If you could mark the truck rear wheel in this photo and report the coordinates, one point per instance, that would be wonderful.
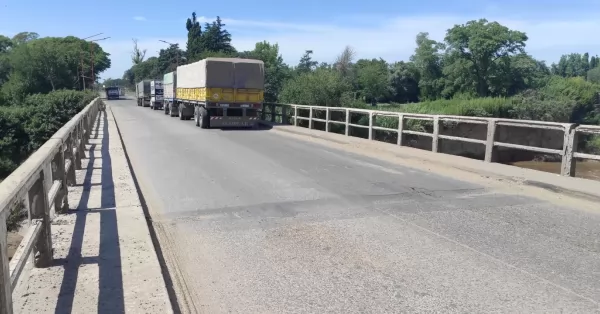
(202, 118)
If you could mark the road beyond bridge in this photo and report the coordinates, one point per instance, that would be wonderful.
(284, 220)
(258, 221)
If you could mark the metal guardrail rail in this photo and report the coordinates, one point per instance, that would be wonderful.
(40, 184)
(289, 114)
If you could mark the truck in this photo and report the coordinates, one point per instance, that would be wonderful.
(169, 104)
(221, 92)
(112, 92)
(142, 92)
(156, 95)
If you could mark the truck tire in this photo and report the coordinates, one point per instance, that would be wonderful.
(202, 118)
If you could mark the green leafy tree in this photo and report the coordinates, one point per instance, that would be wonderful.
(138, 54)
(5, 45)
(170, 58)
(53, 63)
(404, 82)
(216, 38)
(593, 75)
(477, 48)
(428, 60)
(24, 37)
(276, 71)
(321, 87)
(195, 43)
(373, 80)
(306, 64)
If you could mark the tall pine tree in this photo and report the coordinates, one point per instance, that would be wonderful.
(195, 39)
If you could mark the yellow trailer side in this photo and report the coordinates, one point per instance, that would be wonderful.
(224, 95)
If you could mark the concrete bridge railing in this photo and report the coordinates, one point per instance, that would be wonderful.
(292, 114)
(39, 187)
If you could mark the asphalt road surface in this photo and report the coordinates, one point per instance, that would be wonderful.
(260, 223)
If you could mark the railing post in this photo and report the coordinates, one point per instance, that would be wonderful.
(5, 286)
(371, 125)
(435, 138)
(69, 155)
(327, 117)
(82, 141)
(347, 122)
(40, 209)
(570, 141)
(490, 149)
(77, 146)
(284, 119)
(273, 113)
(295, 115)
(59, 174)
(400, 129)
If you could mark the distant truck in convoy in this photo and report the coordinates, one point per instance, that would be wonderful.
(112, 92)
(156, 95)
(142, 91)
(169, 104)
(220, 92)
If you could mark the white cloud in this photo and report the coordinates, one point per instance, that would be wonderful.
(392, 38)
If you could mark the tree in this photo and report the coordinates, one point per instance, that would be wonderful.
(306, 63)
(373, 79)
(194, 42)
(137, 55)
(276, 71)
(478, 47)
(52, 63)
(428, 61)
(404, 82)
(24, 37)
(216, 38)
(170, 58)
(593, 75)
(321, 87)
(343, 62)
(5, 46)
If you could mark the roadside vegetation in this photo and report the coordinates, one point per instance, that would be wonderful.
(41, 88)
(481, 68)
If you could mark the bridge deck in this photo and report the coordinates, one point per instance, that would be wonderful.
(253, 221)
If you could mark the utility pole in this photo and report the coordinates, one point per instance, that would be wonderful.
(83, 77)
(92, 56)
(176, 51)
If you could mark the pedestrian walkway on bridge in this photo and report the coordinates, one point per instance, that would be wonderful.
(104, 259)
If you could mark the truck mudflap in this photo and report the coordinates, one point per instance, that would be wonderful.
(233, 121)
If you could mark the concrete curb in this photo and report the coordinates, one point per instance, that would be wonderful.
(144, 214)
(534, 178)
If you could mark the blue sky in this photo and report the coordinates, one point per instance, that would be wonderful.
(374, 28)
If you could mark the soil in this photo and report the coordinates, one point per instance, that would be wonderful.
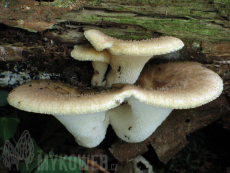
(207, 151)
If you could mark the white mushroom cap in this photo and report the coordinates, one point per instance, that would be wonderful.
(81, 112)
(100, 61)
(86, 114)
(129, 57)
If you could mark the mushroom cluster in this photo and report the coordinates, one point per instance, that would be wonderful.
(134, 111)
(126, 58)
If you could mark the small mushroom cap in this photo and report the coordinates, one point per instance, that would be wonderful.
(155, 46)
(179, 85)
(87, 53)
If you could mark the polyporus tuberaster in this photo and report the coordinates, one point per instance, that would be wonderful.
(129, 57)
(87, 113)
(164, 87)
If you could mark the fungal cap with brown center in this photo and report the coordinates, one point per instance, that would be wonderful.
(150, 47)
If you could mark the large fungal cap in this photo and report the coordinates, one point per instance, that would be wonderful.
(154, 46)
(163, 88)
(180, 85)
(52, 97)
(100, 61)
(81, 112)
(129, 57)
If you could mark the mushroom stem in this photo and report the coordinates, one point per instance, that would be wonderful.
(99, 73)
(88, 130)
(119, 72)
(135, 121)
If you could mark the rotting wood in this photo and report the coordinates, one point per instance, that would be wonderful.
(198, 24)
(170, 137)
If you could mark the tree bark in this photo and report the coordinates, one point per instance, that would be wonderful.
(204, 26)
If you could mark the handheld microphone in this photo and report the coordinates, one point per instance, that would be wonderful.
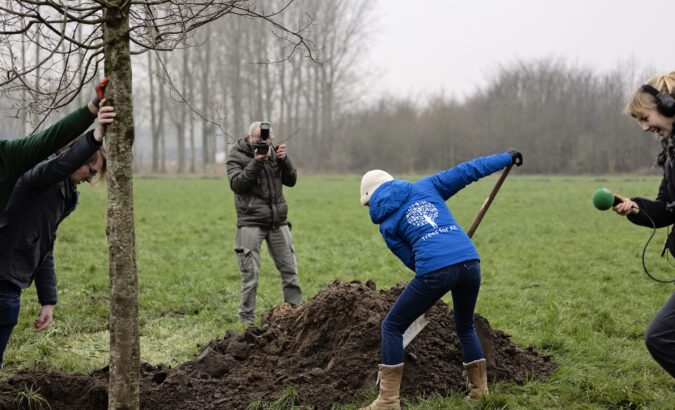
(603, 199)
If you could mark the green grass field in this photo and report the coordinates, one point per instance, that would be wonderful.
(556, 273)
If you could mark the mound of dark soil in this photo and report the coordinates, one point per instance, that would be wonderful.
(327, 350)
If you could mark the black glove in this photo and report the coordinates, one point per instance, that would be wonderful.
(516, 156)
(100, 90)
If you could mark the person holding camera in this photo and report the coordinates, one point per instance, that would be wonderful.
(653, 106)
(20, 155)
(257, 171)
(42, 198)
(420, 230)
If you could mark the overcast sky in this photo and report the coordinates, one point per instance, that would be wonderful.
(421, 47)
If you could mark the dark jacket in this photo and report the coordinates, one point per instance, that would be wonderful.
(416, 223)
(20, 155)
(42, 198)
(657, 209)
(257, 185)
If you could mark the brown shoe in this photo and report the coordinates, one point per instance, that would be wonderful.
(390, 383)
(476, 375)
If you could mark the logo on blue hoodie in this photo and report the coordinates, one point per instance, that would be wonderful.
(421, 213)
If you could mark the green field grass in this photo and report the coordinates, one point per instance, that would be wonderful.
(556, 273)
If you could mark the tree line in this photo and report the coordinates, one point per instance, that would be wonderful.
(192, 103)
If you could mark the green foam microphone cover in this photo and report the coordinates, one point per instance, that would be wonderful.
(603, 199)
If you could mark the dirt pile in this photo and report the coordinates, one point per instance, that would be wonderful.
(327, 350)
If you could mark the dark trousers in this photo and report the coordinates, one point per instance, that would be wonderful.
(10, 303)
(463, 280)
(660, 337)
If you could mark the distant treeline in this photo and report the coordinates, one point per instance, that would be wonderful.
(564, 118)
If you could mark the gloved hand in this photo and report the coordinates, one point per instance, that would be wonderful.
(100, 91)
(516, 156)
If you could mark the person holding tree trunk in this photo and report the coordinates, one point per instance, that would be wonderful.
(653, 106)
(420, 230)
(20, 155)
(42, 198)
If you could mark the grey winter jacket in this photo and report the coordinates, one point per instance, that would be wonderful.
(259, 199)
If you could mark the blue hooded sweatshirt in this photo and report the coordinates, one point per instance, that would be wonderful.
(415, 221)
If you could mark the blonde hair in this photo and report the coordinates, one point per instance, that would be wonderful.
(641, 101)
-=-=-
--- Exercise description ---
What is needed is a verbatim copy of every entry, with the pictures omitted.

--- Written reply ---
If you could mark the truck rear wheel in this photo and report the coordinates, one point per instance, that would be wonderful.
(202, 118)
If you could mark the road beyond bridge in this photo and report the coordinates, one point per instance, that would be wonderful.
(284, 220)
(258, 221)
If you could mark the metal guardrail rail in this photo and report the coordinates, one point per instance, that would be wonderful.
(40, 184)
(289, 114)
If you could mark the truck in this photo and report the coordinates, one point per instance, that would be wonderful.
(169, 104)
(221, 92)
(112, 92)
(142, 92)
(156, 95)
If you could mark the truck tire in this photo and report the coordinates, one point per instance, that would be wonderful.
(202, 118)
If you could mark the green leafy tree in this photo and report the coordinates, one point per instance, that would be wonderful.
(138, 54)
(5, 45)
(170, 58)
(53, 63)
(404, 82)
(216, 38)
(593, 75)
(477, 48)
(428, 60)
(24, 37)
(276, 71)
(321, 87)
(195, 43)
(373, 80)
(306, 64)
If you could mark the tall pine tree in this photo and report the coordinates, one point per instance, that would be wonderful.
(195, 39)
If you could mark the yellow trailer side in this photo and report the coordinates, one point per instance, that would be wonderful.
(224, 95)
If you could mark the concrete bridge railing in this photo and report the coordinates, one point per instance, that would be wonderful.
(292, 114)
(39, 187)
If you could mark the asphalt road surface in this photo and report the coordinates, one point per instance, that would be wonderful.
(260, 223)
If you could mark the railing post in this photo and report the coordinates, one point per instance, that would be wonderful.
(5, 286)
(371, 125)
(435, 138)
(69, 155)
(327, 117)
(82, 141)
(347, 122)
(40, 209)
(570, 141)
(490, 149)
(77, 146)
(284, 119)
(273, 113)
(295, 115)
(59, 174)
(400, 129)
If you could mark the distant truck in convoy in this photo and report the coordinates, one point per instance, that would be wonderful.
(112, 92)
(156, 95)
(142, 91)
(169, 104)
(220, 92)
If you could mark the white cloud in this photo and report the coordinates, one point per instance, that would be wonderful.
(392, 38)
If you could mark the tree in this photo and report the coordinates, one point per instance, that would be wonderful.
(306, 63)
(373, 79)
(194, 42)
(137, 55)
(276, 71)
(478, 47)
(52, 63)
(428, 61)
(404, 82)
(24, 37)
(216, 38)
(170, 58)
(593, 75)
(321, 87)
(343, 62)
(5, 46)
If you could mark the roadside vegetation in this photo and report the coordinates, one point per instance, that would be wonderful.
(41, 88)
(481, 68)
If you could mark the bridge deck in this photo and report the coordinates, one point per instance, that would be wonderful.
(253, 221)
If you could mark the utility pole in this photo and report the coordinates, one point per instance, that would be wonderful.
(83, 77)
(92, 56)
(176, 51)
If you could mark the pedestrian walkway on bridge in this photo and report the coordinates, one point per instance, that would be wonderful.
(104, 259)
If you could mark the truck mudflap in this photo and report the coordinates, one point per instance, that would be wonderful.
(233, 121)
If you could mark the concrete curb in this photo and report the coordinates, one point per instance, that would be wonderful.
(144, 214)
(534, 178)
If you could mark the blue sky in this photo and report the coordinates, one point per instance, that would be wonderful.
(374, 28)
If you could mark the soil in this photo and report the coordinates, one point per instance, that would be wonderful.
(207, 151)
If you could mark the white mushroom cap in this photo and report the coordinates, one point per instance, that would be wonderful.
(81, 112)
(100, 61)
(86, 114)
(129, 57)
If you could mark the mushroom cluster in this photo and report the coordinates, one point per instance, that would be wonderful.
(134, 111)
(126, 58)
If you could mark the small mushroom cap in this photo and report the coordinates, one point per instance, that would be wonderful.
(155, 46)
(179, 85)
(87, 53)
If you could mark the polyporus tuberaster in this photo and report the coordinates, one point per instance, that would be wonderful.
(129, 57)
(87, 113)
(164, 87)
If you could mark the fungal cap with brown center in this photo and report the coordinates, one point per instance, that would be wonderful.
(150, 47)
If you could mark the large fungal cap in this photo and report the coordinates, one point per instance, that would be wonderful.
(154, 46)
(163, 88)
(180, 85)
(52, 97)
(100, 61)
(81, 112)
(129, 57)
If you could mark the mushroom stem in this photo and report the coordinates, one point per instance, that would be wonderful.
(99, 73)
(88, 130)
(119, 72)
(135, 121)
If you could mark the rotting wood in this photo and report the coordinates, one point per instance, that would be wonderful.
(198, 24)
(170, 137)
If you could mark the tree bark in this photo and report the coordinates, one point per instance, that would be wonderful.
(204, 26)
If you could mark the handheld microphone in this photo and report the coordinates, one point per instance, that would be wonderful.
(603, 199)
If you could mark the green grass field in this photo and report the coordinates, one point per instance, that would be wonderful.
(556, 273)
If you could mark the mound of dark soil in this photo and report the coordinates, one point per instance, that would be wonderful.
(327, 350)
If you could mark the black glove in this photo and report the coordinates, one point per instance, that would be wonderful.
(516, 156)
(100, 90)
If you could mark the person holding camera in this photo and report the coordinates, one point per instance, that would be wonderful.
(653, 106)
(20, 155)
(257, 171)
(42, 198)
(420, 230)
If you could mark the overcast sky in this photo and report the coordinates, one point per instance, that would be wonderful.
(421, 47)
If you could mark the dark jacket in this photo and report the coordinates, one point per instance, that would be wonderful.
(416, 223)
(20, 155)
(42, 198)
(657, 209)
(257, 185)
If you could mark the brown shoe in this photo and report the coordinates, one point per instance, that would be wonderful.
(390, 383)
(476, 375)
If you could mark the logo on blue hoodie in this photo and report the coordinates, one point per instance, that would be wonderful.
(421, 213)
If you could mark the green field grass in this photo and report the coordinates, one point per instance, that would be wonderful.
(556, 273)
If you could mark the tree line in this photo and report the coordinates, one point per instance, that would be wonderful.
(192, 103)
If you could mark the green foam microphone cover in this photo and report the coordinates, one point per instance, that would be wonderful.
(603, 199)
If you could mark the dirt pile in this photo and report the coordinates, one point per instance, that would be wonderful.
(327, 350)
If you could mark the dark trousers in this photo and report the coordinates, one point per instance, that would be wonderful.
(10, 303)
(463, 280)
(660, 337)
If you could mark the distant treeline in this photo and report the coordinates, one point per instance, that would be wonderful.
(564, 118)
If you could mark the gloved hand in this photo and report the coordinates, one point per instance, that would be wonderful.
(100, 91)
(516, 156)
If you could mark the person holding tree trunk in this photo and report the coordinates, one point per instance, that would be wonderful.
(653, 106)
(420, 230)
(20, 155)
(42, 198)
If you could mark the grey winter jacket in this photo and report the coordinates, one point per instance, that would be wonderful.
(259, 199)
If you could mark the blue hooded sweatshirt in this photo and report the coordinates, one point per instance, that would be wonderful.
(415, 221)
If you could mark the blonde hair in this photo and report the coordinates, one point per instance, that would be wonderful.
(641, 101)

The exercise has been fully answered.